Object point labels
.....

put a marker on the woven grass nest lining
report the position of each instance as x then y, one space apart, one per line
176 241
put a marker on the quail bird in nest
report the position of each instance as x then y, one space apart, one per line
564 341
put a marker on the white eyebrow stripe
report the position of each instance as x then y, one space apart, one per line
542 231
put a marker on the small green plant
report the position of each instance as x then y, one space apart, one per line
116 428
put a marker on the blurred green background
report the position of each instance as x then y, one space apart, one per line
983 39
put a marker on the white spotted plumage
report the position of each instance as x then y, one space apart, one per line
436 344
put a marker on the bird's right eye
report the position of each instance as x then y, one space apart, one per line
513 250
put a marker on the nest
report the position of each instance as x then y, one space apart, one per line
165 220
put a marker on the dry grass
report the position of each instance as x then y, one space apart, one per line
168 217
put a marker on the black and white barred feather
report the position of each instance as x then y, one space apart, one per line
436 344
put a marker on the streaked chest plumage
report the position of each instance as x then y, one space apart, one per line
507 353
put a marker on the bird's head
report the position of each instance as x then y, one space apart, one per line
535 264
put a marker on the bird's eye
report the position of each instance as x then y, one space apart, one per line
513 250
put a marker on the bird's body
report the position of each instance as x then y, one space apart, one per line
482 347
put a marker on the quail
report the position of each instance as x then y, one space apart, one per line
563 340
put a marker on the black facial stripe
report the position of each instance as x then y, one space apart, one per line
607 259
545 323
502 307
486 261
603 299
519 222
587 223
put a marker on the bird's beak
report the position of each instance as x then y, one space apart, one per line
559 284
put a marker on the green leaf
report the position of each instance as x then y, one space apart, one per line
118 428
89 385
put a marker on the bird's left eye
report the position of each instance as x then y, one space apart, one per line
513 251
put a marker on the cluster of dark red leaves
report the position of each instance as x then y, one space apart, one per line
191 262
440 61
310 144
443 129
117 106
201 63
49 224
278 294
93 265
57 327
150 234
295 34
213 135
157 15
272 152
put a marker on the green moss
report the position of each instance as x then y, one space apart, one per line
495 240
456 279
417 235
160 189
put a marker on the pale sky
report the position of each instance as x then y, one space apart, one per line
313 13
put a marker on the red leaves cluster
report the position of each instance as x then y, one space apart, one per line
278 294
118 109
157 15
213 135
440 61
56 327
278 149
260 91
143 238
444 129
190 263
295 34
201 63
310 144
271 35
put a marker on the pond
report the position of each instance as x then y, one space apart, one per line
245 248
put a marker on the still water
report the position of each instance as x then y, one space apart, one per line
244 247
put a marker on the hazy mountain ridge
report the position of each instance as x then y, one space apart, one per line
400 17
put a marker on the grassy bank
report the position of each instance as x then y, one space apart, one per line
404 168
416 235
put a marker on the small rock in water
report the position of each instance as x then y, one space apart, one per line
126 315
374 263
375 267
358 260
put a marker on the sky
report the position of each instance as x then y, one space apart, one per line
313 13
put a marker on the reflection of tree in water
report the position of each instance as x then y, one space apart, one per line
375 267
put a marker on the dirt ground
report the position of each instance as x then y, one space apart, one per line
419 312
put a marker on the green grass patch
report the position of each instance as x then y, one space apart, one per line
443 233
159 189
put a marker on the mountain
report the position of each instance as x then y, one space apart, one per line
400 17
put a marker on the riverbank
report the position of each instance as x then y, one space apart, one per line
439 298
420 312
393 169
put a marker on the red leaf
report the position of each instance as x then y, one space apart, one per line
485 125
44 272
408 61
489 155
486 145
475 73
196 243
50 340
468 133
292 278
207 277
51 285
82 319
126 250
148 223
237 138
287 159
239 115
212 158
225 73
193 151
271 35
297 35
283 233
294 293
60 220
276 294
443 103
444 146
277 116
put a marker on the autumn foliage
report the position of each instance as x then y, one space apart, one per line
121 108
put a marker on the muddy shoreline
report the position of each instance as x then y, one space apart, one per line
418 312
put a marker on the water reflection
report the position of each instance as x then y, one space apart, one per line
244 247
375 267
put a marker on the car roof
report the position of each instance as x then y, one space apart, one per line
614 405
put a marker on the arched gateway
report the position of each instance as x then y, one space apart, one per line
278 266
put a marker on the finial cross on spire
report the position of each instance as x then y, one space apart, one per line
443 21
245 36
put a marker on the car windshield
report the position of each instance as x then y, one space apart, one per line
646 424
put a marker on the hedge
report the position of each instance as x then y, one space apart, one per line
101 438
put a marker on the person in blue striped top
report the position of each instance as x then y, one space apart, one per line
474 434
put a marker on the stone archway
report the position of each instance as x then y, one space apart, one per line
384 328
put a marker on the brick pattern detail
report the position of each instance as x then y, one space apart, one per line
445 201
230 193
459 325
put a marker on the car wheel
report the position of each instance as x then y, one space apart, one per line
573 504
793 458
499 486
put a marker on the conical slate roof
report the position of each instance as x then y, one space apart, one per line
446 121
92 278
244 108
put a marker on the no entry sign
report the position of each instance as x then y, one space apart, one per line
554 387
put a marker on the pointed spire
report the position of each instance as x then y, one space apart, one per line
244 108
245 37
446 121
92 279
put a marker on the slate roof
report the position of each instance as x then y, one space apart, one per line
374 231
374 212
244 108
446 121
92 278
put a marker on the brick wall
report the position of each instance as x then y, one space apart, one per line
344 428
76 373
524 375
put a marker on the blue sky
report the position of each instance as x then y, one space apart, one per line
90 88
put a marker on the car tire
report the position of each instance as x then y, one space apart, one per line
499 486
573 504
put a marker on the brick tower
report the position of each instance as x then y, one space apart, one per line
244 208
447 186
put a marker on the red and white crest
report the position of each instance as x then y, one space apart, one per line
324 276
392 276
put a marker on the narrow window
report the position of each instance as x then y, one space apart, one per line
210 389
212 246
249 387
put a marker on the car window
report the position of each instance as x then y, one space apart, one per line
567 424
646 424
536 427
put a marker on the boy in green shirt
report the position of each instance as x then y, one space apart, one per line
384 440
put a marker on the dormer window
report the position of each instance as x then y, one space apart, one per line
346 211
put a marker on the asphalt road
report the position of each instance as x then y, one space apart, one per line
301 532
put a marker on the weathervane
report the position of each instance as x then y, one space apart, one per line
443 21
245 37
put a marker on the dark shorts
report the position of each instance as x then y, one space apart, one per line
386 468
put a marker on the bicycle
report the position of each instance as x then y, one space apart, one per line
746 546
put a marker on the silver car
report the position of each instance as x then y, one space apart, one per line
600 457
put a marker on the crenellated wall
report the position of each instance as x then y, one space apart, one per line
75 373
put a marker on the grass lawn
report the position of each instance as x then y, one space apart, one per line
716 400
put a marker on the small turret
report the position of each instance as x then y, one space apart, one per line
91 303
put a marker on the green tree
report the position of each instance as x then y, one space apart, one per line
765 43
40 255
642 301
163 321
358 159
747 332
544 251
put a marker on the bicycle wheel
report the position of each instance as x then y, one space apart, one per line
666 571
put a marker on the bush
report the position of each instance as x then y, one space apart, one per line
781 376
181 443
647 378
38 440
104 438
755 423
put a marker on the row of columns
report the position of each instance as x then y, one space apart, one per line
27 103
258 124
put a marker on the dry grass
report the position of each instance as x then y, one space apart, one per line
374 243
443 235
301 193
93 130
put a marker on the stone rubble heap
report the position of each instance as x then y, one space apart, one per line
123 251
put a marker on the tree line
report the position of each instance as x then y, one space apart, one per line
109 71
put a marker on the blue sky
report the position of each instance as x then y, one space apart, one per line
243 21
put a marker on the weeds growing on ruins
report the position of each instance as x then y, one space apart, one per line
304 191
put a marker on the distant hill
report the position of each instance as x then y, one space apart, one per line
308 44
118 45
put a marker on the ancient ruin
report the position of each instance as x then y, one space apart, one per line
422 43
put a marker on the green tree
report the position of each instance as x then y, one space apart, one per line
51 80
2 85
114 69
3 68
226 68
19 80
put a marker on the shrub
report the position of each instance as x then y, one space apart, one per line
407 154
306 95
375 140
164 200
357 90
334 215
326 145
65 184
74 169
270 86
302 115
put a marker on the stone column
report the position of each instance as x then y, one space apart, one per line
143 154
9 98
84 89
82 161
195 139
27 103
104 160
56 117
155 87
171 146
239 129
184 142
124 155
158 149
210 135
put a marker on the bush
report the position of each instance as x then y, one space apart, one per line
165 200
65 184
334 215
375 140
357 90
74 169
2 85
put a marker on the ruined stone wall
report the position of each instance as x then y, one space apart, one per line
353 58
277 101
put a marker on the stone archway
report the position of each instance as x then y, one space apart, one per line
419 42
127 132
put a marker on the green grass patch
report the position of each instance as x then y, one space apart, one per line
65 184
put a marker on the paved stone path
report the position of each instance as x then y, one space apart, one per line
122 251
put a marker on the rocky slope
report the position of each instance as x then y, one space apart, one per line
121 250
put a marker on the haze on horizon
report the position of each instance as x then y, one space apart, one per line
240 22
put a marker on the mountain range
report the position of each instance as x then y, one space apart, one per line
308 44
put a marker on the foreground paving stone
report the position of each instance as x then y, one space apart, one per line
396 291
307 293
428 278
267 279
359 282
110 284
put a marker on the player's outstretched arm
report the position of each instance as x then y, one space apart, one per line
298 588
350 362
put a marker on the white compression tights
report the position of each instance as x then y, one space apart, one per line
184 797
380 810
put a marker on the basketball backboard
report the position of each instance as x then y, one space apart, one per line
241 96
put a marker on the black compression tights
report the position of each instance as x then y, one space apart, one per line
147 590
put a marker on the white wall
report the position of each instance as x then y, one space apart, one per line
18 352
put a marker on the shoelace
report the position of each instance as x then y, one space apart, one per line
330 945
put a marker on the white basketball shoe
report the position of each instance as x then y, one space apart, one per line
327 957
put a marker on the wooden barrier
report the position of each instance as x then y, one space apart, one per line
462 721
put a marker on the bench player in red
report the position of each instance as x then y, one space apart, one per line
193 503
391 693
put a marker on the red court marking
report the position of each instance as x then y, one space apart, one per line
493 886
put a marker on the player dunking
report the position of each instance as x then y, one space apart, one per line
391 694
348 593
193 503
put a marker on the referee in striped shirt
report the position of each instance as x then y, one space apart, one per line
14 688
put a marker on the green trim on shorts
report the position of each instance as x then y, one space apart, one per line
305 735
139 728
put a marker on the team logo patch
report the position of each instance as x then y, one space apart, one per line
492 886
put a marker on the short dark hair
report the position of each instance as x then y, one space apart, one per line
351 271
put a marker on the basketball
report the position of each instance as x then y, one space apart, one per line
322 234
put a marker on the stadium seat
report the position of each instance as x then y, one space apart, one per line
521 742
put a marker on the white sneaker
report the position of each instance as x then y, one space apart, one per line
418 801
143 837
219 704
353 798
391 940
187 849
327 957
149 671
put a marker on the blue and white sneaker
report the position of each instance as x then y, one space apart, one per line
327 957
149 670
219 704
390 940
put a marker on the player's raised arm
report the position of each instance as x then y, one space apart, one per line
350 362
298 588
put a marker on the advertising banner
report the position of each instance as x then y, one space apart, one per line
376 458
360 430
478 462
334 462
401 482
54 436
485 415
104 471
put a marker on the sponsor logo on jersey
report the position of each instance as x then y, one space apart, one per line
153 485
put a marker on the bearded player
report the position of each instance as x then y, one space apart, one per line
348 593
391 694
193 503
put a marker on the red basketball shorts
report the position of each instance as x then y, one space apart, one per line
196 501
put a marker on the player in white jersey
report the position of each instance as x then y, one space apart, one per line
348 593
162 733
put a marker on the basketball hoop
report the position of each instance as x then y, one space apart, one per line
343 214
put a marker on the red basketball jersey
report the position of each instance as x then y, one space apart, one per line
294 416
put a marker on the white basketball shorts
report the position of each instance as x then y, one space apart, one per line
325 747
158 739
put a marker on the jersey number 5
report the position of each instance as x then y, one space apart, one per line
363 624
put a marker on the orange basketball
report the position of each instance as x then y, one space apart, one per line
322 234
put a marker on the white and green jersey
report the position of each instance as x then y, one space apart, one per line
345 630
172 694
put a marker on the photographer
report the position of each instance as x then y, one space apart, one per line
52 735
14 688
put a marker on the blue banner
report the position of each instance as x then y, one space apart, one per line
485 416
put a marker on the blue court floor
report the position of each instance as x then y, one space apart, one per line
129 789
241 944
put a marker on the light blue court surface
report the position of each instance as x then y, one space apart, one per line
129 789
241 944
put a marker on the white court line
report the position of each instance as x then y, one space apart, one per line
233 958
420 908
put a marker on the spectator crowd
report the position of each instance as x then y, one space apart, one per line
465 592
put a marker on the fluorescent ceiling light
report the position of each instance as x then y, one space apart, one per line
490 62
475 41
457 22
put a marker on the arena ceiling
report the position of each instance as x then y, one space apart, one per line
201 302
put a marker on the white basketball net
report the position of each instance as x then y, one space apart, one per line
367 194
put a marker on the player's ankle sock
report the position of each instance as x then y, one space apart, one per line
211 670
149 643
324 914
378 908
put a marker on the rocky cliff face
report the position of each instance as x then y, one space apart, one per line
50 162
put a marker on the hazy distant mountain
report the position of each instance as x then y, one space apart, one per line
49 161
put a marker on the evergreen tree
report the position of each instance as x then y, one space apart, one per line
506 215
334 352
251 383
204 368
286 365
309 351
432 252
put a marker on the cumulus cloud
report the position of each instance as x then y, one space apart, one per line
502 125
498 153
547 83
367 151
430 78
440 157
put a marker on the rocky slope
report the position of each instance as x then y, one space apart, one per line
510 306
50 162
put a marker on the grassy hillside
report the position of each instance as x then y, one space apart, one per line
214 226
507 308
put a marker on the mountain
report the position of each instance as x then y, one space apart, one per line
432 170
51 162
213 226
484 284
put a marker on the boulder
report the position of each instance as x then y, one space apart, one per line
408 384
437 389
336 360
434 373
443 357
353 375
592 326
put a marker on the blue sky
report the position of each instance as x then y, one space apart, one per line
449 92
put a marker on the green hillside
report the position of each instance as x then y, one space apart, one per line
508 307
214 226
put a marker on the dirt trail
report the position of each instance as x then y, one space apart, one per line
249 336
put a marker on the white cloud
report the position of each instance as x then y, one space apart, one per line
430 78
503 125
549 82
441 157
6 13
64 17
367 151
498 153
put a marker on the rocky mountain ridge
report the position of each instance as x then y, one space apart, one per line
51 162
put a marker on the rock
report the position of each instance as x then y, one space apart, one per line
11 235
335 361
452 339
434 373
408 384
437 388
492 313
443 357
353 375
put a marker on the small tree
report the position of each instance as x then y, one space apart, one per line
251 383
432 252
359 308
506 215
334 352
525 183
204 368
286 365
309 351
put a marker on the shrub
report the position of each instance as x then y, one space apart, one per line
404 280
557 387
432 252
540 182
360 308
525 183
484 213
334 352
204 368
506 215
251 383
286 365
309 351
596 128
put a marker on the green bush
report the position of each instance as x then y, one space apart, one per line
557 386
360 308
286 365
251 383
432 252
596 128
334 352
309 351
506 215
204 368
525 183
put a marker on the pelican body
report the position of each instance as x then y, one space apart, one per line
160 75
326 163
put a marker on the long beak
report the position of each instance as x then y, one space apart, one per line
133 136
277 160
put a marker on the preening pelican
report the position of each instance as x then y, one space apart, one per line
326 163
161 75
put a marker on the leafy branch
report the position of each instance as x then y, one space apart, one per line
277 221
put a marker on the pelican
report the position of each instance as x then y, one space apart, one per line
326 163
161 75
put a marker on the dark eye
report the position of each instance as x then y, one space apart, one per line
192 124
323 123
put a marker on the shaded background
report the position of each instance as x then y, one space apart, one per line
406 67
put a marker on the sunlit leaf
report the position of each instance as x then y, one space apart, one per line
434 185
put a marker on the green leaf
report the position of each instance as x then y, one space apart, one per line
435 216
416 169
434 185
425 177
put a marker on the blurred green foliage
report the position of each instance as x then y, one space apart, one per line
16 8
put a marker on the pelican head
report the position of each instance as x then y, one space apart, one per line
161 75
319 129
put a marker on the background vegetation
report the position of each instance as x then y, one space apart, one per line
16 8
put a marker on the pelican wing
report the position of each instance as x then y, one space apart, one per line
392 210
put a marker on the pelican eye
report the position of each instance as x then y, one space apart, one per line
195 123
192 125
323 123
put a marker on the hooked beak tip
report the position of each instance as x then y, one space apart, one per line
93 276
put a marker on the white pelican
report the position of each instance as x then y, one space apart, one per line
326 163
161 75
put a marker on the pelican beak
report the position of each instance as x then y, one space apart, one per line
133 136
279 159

.....

▶ WHAT TO WORK ON
Copy exactly the lines above, from the one containing "put a marker on the pelican wing" through the very last line.

▶ SOLUTION TO THIS PROBLEM
put a marker on the pelican wing
report the position of each instance as x then y, one space apart, one per line
392 210
put a marker on the pelican eye
report the position of each instance as x then y, one space apart, one per line
195 123
192 125
323 123
put a marker on the hooked beak tip
report the position of each instance as x then y, one space apart, one per line
93 276
put a marker on the white pelican
report the position of each instance as x then y, one space apart, one per line
326 163
161 75
put a marker on the pelican beak
report the position of each instance as x then y, one space apart, one per line
133 136
279 159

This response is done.